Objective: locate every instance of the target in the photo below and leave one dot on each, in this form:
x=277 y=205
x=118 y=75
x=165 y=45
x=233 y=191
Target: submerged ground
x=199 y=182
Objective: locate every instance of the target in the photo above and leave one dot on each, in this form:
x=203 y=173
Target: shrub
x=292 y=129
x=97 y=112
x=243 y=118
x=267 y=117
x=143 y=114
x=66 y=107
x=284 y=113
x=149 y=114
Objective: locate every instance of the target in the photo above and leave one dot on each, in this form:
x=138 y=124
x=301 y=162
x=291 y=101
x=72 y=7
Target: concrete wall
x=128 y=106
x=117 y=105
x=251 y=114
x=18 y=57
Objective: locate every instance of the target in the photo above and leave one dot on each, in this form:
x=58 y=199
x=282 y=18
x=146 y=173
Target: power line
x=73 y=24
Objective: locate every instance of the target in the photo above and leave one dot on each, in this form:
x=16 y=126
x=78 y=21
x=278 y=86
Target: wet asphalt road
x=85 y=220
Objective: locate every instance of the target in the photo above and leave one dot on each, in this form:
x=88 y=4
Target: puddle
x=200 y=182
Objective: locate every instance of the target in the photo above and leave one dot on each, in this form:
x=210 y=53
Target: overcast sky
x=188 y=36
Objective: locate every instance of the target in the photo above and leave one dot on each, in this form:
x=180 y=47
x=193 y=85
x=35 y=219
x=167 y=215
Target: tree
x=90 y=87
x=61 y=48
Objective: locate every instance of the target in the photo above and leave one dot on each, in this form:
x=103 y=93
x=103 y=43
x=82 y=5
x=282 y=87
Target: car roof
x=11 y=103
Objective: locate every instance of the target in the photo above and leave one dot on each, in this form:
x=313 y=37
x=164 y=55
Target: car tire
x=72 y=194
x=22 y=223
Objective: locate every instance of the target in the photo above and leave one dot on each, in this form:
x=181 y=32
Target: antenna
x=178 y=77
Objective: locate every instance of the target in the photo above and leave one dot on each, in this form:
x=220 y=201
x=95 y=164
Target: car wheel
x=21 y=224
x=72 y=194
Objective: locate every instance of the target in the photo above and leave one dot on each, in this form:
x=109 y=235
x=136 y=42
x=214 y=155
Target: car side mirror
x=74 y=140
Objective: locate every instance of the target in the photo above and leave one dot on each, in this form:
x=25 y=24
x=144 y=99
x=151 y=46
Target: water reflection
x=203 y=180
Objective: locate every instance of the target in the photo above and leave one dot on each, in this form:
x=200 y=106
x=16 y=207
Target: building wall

• • • • •

* [ASSIGNED TASK]: The material above is to be transcribed in full, exactly as it stands.

* [ANSWER SECTION]:
Objective: locate every instance of the target in the photo below and leave one dot on each, in this form:
x=277 y=205
x=118 y=75
x=165 y=45
x=233 y=191
Target: submerged ground
x=199 y=182
Objective: locate every instance of the target in the photo above and leave one dot on each, in this form:
x=203 y=173
Target: shrub
x=292 y=129
x=97 y=112
x=243 y=118
x=267 y=117
x=143 y=114
x=66 y=107
x=284 y=113
x=149 y=114
Objective: locate every instance of the target in the photo above and leave one dot on each, in this form:
x=138 y=124
x=301 y=162
x=291 y=101
x=72 y=7
Target: concrete wall
x=128 y=106
x=117 y=105
x=251 y=114
x=18 y=57
Objective: locate every instance of the target in the photo above and leave one dot on each, in this form:
x=58 y=199
x=282 y=18
x=146 y=173
Target: power line
x=73 y=24
Objective: locate every instance of the target in the photo above and leave one dot on each, in this form:
x=16 y=126
x=78 y=21
x=278 y=86
Target: wet asphalt road
x=85 y=220
Objective: locate every instance of the target in the photo above and leave one dot on each, in this form:
x=88 y=4
Target: puddle
x=200 y=182
Objective: locate every instance of the target in the photo above and leave one dot on each, in this form:
x=210 y=53
Target: overcast sky
x=188 y=36
Objective: locate every instance of the target in the photo above and leave one dot on each, in this form:
x=180 y=47
x=193 y=85
x=35 y=219
x=167 y=215
Target: tree
x=90 y=87
x=61 y=48
Objective: locate every instance of the target in the photo above and leave one dot on each, in this form:
x=103 y=93
x=103 y=43
x=82 y=5
x=282 y=87
Target: car roof
x=11 y=103
Objective: locate every instance of the target in the photo above and leave one dot on each, in this form:
x=313 y=37
x=164 y=55
Target: car tire
x=72 y=194
x=22 y=223
Objective: locate every instance of the target in the photo above and leave one dot on each, in this form:
x=181 y=32
Target: antenna
x=178 y=77
Objective: locate every instance of the target in the photo above and leave one dot on each, in this form:
x=220 y=201
x=95 y=164
Target: car wheel
x=21 y=224
x=72 y=194
Objective: locate every instance of the target in the photo above and leave one dot on each, in this form:
x=109 y=235
x=136 y=42
x=214 y=155
Target: car side mirror
x=74 y=140
Objective: locate every instance of the target in the photo above and leave one dot on each, in this form:
x=25 y=24
x=144 y=99
x=151 y=46
Target: water reflection
x=203 y=180
Objective: locate every instance of the target in the photo above and leave one dot on each, in this form:
x=200 y=106
x=16 y=207
Target: building wall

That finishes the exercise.